Give the data again, word for word.
++++++
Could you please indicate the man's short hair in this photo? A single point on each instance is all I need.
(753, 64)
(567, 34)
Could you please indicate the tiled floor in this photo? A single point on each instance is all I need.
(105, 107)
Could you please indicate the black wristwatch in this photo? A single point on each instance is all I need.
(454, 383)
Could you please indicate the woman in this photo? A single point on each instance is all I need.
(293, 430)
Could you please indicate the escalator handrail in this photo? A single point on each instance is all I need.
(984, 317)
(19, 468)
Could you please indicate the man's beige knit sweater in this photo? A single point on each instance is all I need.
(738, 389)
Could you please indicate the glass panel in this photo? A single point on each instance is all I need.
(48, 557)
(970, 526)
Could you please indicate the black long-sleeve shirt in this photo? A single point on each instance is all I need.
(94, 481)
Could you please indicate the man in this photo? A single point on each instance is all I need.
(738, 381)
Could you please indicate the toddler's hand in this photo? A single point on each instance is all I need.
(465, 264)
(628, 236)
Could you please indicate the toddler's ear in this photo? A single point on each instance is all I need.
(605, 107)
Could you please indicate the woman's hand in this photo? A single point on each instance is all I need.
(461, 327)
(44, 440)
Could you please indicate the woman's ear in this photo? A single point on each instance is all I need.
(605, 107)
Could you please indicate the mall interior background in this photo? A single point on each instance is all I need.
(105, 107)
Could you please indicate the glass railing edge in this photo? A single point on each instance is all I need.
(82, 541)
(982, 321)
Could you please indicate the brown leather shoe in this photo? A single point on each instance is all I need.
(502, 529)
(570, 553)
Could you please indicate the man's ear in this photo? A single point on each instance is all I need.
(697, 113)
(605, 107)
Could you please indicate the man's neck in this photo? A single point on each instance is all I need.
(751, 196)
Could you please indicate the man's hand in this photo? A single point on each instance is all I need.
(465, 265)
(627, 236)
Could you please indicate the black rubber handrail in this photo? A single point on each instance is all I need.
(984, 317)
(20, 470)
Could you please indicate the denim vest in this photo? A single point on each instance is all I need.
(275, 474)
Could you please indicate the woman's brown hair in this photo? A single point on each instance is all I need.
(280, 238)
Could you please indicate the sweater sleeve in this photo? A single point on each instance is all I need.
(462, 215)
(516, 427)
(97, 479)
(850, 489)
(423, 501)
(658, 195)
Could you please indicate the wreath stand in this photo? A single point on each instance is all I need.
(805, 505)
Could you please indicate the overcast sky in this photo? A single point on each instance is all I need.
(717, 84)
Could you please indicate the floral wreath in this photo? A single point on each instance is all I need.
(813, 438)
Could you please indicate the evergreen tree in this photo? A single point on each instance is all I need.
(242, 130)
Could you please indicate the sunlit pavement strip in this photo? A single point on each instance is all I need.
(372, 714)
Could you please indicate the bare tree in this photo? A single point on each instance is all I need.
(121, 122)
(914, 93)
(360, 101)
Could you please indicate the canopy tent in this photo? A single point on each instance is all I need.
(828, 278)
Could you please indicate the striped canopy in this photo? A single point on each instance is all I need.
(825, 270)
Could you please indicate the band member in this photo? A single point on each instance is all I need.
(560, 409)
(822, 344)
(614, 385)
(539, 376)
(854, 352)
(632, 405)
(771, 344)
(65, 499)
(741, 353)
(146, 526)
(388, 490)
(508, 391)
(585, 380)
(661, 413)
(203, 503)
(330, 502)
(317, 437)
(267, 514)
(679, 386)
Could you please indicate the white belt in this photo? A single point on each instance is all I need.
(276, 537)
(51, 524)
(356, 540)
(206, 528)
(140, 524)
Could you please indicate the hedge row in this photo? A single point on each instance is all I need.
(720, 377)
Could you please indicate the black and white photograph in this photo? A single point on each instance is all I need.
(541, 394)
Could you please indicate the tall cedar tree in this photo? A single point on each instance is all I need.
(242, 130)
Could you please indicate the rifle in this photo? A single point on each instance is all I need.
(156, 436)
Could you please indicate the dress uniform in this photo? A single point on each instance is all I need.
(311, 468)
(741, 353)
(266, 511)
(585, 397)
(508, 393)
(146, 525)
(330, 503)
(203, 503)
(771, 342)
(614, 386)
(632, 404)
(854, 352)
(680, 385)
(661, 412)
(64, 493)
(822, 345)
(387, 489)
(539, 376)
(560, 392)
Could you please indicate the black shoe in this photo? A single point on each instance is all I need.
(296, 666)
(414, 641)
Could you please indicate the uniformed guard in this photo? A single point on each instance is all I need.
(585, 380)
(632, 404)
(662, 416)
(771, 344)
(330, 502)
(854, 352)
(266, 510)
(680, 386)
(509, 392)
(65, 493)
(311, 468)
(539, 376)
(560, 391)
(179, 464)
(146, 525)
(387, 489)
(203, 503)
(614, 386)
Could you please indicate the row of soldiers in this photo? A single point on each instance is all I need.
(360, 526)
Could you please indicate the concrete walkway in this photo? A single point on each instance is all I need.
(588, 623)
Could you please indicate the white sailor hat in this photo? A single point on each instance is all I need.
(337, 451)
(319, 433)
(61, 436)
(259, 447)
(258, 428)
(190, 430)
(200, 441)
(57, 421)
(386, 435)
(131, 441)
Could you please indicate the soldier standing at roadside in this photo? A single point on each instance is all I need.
++++++
→ **Full response**:
Could you please indicate the man's short hair in this photo? A single point on each instance is all I need.
(753, 64)
(567, 34)
Could you please indicate the tiled floor in this photo? A single point on each instance is all I need.
(105, 107)
Could you please indicate the black wristwatch in this photo? A single point on each instance is all I need.
(454, 383)
Could you please indicate the woman in this photo? A single point on each instance is all I need.
(293, 430)
Could you please indicate the escalator handrail in this photo? A single point on each instance is all I need.
(984, 317)
(19, 468)
Could you please indicate the man's beige knit sweater in this photo? A single point on each instance is all I need.
(738, 389)
Could you please indicate the glass panel in this photo? A single point on each instance is all I need.
(48, 557)
(970, 526)
Could you please indicate the black long-sleeve shirt in this photo? A single point on each instance is all I need.
(94, 481)
Could you please indicate the man in this photo? A single point on each instance is all I need.
(738, 381)
Could you please indicate the toddler's hand in this photo? A single point on each instance is all I need.
(465, 264)
(628, 236)
Could you please indicate the toddler's ear in this photo? A single point on each instance is all I need.
(605, 107)
Could you please indicate the woman's hand in this photo? A single point on each instance is all I need.
(461, 327)
(44, 440)
Could you please indicate the woman's ear in this photo? A single point on each instance is all I need.
(605, 107)
Could you please indicate the mall interior background in this photo? A single point on each instance is all I need.
(105, 107)
Could you please indicate the glass railing edge in this photo? A single point on each instance is all I need.
(82, 541)
(982, 321)
Could you please indicate the brown leather shoe in this photo? A single point on each instance is all I need.
(502, 529)
(570, 553)
Could you please indicate the man's ear in this photo? A single point on each instance is all I need.
(697, 113)
(605, 107)
Could you please indicate the man's neck in this photo? A single point on each instance is all I need.
(751, 196)
Could you please indicate the man's hand in this photo? A single point on each instance is all I need.
(465, 265)
(627, 236)
Could you please indicate the black rubber handrail in this photo? A single point on each instance is all I need.
(984, 317)
(20, 470)
Could you please indicate the denim vest in this photo? A single point on each instance is all I need.
(275, 474)
Could you please indicate the woman's brown hair in this photo? A single point on each instance is all I need.
(280, 238)
Could you please indicate the sweater sleeve in this photo? A single point on each instance is all I need.
(462, 215)
(516, 427)
(97, 479)
(850, 489)
(423, 501)
(658, 195)
Could you please indicate the wreath stand in this photo? A single point on each instance is all I need.
(805, 505)
Could you please indicate the overcast sky in this photo? A single point on each instance is all I need.
(717, 84)
Could you please indicate the floral wreath in this photo? A single point on each instance is all I need.
(813, 438)
Could you please indicate the evergreen tree in this photo? A single point on each instance is all I need.
(242, 130)
Could you please indicate the sunlit pavement strip in this photo? A single point on each instance is all I need.
(372, 714)
Could you please indicate the bare tree in this photo? A single point on each instance is all I need.
(121, 122)
(914, 93)
(360, 101)
Could you please indicate the canopy tent in this photo? A single point on each instance is all I need.
(828, 278)
Could you please indicate the striped canopy in this photo? A single point on each instance is all I need.
(825, 270)
Could you please indicate the band member in this photo? A single point on each instance is all I need.
(560, 409)
(822, 344)
(614, 385)
(539, 376)
(854, 352)
(632, 405)
(771, 344)
(65, 499)
(741, 353)
(146, 526)
(388, 490)
(508, 391)
(585, 380)
(661, 413)
(203, 503)
(330, 502)
(317, 437)
(267, 514)
(679, 386)
Could you please indicate the white belt in this photo? A single point on each instance is all I need.
(276, 537)
(51, 524)
(356, 540)
(206, 528)
(140, 524)
Could you please indicate the hedge row in this photo? A single point on each instance is all I need.
(720, 377)
Could you please indicate the black and white photograph in this photo? A single point on each instance is all I need.
(541, 394)
Could you please indicate the tall cedar tree in this photo? A single point on each instance is all I need.
(242, 130)
Could you please indicate the rifle in this photo? A single point on each instance is all I need.
(156, 436)
Could you please indicate the dress uniform in this photo? A single point on each instance is all I need.
(311, 468)
(741, 353)
(266, 511)
(585, 397)
(508, 393)
(146, 525)
(330, 503)
(203, 503)
(771, 342)
(614, 386)
(632, 404)
(854, 352)
(680, 385)
(661, 412)
(64, 493)
(822, 345)
(387, 489)
(539, 376)
(560, 392)
Could you please indicate the black shoe in this photo? A single point on each instance is all I need.
(296, 666)
(414, 641)
Could you please indicate the uniformed guard in this photo? A single point on each instance is all I need.
(585, 380)
(632, 404)
(662, 416)
(771, 344)
(330, 502)
(854, 352)
(266, 510)
(680, 386)
(509, 392)
(65, 493)
(311, 468)
(539, 376)
(560, 391)
(179, 464)
(146, 525)
(387, 489)
(203, 503)
(614, 386)
Could you please indicate the row of soldiers in this photo? A single point on each instance is all I need.
(360, 526)
Could you please indicate the concrete walkway in this photo? A single point on each instance is all I need.
(588, 623)
Could you please indicate the white sailor hat in this photo? A single point on each instance is all I need.
(337, 451)
(319, 433)
(61, 436)
(259, 447)
(258, 428)
(190, 430)
(200, 441)
(57, 421)
(386, 435)
(131, 441)
Could you please indicate the soldier standing at roadside in this photo? A single point on each instance is all I need.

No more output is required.